### WRITTEN PROBLEM
Render all of the data below as a two-column CSV headed instruction,output, with one row per instruction holding its full text and its answer, each in a single quoted field with line breaks replaced by spaces. Leave out the pictures.

(Dataset excerpt)

--------

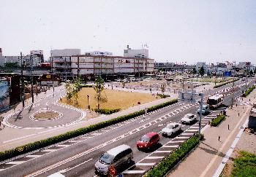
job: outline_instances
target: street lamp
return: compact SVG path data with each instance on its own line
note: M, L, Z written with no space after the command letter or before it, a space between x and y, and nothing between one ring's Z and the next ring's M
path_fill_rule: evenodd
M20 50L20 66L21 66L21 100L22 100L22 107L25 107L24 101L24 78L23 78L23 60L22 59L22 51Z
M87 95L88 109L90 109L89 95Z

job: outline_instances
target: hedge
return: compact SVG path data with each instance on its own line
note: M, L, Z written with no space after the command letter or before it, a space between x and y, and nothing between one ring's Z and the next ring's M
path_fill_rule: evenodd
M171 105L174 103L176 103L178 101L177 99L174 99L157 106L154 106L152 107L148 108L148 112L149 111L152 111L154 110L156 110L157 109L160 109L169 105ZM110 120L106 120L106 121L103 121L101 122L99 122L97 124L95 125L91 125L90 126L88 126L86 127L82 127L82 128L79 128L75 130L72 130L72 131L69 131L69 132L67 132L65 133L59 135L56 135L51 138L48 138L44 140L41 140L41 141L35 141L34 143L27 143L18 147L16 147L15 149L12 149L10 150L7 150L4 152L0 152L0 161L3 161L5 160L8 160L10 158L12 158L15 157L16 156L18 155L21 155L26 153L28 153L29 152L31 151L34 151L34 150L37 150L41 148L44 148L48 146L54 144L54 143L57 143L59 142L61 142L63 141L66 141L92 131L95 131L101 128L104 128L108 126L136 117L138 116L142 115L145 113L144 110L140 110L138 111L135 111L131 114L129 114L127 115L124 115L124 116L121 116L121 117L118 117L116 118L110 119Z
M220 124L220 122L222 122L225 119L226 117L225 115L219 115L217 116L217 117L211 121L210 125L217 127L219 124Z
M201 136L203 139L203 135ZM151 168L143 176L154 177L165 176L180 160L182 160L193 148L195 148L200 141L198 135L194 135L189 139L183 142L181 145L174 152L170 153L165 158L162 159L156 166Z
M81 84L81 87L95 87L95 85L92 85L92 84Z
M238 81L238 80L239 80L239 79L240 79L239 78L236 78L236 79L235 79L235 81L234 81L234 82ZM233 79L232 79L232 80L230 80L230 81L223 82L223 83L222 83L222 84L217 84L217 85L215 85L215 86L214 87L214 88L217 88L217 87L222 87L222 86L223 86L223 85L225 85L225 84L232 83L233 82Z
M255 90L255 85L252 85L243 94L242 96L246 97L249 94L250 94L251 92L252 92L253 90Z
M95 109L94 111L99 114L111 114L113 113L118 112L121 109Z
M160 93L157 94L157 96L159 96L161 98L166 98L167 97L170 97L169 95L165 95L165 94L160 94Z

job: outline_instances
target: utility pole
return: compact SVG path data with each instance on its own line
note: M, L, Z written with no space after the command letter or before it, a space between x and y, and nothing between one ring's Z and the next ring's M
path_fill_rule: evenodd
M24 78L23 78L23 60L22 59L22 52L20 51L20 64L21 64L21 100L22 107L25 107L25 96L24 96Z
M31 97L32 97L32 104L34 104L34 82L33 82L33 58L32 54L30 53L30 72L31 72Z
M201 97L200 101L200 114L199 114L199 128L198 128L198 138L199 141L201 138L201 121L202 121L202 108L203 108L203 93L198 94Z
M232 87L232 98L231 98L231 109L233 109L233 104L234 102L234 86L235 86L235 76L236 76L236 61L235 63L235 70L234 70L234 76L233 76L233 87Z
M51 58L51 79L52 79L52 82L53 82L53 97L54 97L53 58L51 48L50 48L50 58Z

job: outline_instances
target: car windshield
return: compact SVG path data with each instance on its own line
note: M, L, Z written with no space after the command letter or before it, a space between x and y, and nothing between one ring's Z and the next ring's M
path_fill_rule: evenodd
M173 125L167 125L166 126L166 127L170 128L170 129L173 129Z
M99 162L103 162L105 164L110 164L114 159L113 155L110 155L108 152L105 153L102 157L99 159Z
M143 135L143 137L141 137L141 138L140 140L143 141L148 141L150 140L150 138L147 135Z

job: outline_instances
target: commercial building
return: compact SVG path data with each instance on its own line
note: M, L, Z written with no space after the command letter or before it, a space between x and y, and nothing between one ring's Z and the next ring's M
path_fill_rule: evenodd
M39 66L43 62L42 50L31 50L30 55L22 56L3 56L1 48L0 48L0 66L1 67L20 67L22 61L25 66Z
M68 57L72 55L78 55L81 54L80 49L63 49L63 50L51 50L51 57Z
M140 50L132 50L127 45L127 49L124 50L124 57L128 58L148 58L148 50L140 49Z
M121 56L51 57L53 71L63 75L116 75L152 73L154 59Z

--------

### TASK OUTPUT
instruction,output
"job: outline_instances target: street lamp return: compact SVG path data with each instance on its own line note: M, L, Z written with no space after the command letter or before it, a space between x and y, and nothing between one ring's Z and the next ring's M path_fill_rule: evenodd","M20 50L20 66L21 66L21 100L22 100L22 107L25 107L24 101L24 78L23 78L23 60L22 59L22 51Z M87 95L88 109L90 109L89 95Z"
"job: outline_instances target: hedge return: compact SVG path data with each instance on its own line note: M, L, Z written with no space after the command letter or before it, a space between x and y, and nothing between one ring's Z and the next ring's M path_fill_rule: evenodd","M171 105L174 103L176 103L178 101L177 99L174 99L157 106L154 106L152 107L148 108L148 112L149 111L152 111L154 110L156 110L157 109L160 109L169 105ZM110 120L106 120L106 121L103 121L101 122L99 122L97 124L95 125L91 125L90 126L88 126L86 127L82 127L82 128L79 128L75 130L72 130L72 131L69 131L69 132L67 132L65 133L59 135L56 135L51 138L48 138L44 140L41 140L41 141L35 141L34 143L27 143L18 147L16 147L15 149L12 149L10 150L7 150L4 152L0 152L0 161L3 161L5 160L8 160L10 158L12 158L15 157L16 156L18 155L21 155L26 153L28 153L29 152L31 151L34 151L34 150L37 150L41 148L44 148L48 146L54 144L54 143L57 143L59 142L61 142L63 141L66 141L92 131L95 131L101 128L104 128L108 126L136 117L138 116L142 115L145 113L144 110L140 110L138 111L135 111L131 114L129 114L127 115L124 115L124 116L121 116L121 117L118 117L116 118L110 119Z M220 124L220 122L222 122L225 119L226 117L225 115L219 115L217 116L217 117L211 121L210 125L217 127L219 124Z M201 136L203 139L203 135ZM151 168L143 176L154 177L165 176L180 160L182 160L193 148L195 148L200 141L198 135L194 135L189 139L183 142L181 145L174 152L170 153L165 158L162 159L156 166Z M81 84L81 87L95 87L95 85L92 85L92 84Z M238 81L238 80L239 80L239 79L240 79L239 78L236 78L236 79L235 79L235 81L234 81L234 82ZM233 79L232 79L232 80L230 80L230 81L223 82L223 83L222 83L222 84L217 84L217 85L215 85L215 86L214 87L214 88L217 88L217 87L222 87L222 86L223 86L223 85L225 85L225 84L232 83L233 82Z M255 90L255 85L252 85L243 94L242 96L246 97L249 94L250 94L251 92L252 92L253 90Z M95 109L94 111L99 114L111 114L113 113L118 112L121 109Z M160 93L157 94L157 96L159 96L161 98L166 98L167 97L170 97L169 95L165 95L165 94L160 94Z"
"job: outline_instances target: utility pole return: compact SVG path data with each instance on its own line note: M, L, Z written with no space after the command letter or before it, a space between x and y, and nothing between one ring's Z and the next ring's M path_fill_rule: evenodd","M24 78L23 78L23 60L22 59L22 52L20 51L20 64L21 64L21 100L22 107L25 107L25 96L24 96Z M31 97L32 97L32 104L34 104L34 82L33 82L33 58L32 54L30 53L30 72L31 72Z M201 97L200 101L200 114L199 114L199 128L198 128L198 138L199 141L201 138L201 121L202 121L202 108L203 108L203 93L198 94Z M232 87L232 98L231 98L231 109L233 109L233 104L234 102L234 86L235 86L235 76L236 76L236 61L235 63L235 70L234 70L234 76L233 76L233 87Z M51 58L51 79L52 79L52 82L53 82L53 97L54 97L53 58L51 48L50 48L50 58Z"
"job: outline_instances target: car windshield return: compact SVG path data with each instance on its own line note: M, L, Z written with no space after the command letter or before it, a space between x and y, and nothing between one ring's Z and the next ring's M path_fill_rule: evenodd","M173 125L167 125L166 126L166 127L170 128L170 129L173 129Z M99 162L103 162L105 164L110 164L114 159L113 155L110 155L108 152L105 153L102 157L99 159Z M143 135L143 137L141 137L141 138L140 140L143 141L148 141L150 140L150 138L147 135Z"
"job: outline_instances target: commercial building return: compact SVG path data with each instance on its own line note: M, L, Z written with no space after the command letter or before it, a space between x and y, and nothing between one ring's Z and the next ring's M path_fill_rule: evenodd","M39 66L43 62L42 50L31 50L30 55L22 56L3 56L1 48L0 48L0 66L1 67L20 67L22 61L25 66Z M68 57L72 55L78 55L81 54L80 49L63 49L63 50L51 50L51 57Z M140 50L132 50L127 45L127 49L124 50L124 57L128 58L148 58L148 50L140 49Z M121 56L51 57L53 71L63 75L116 75L152 73L154 59Z"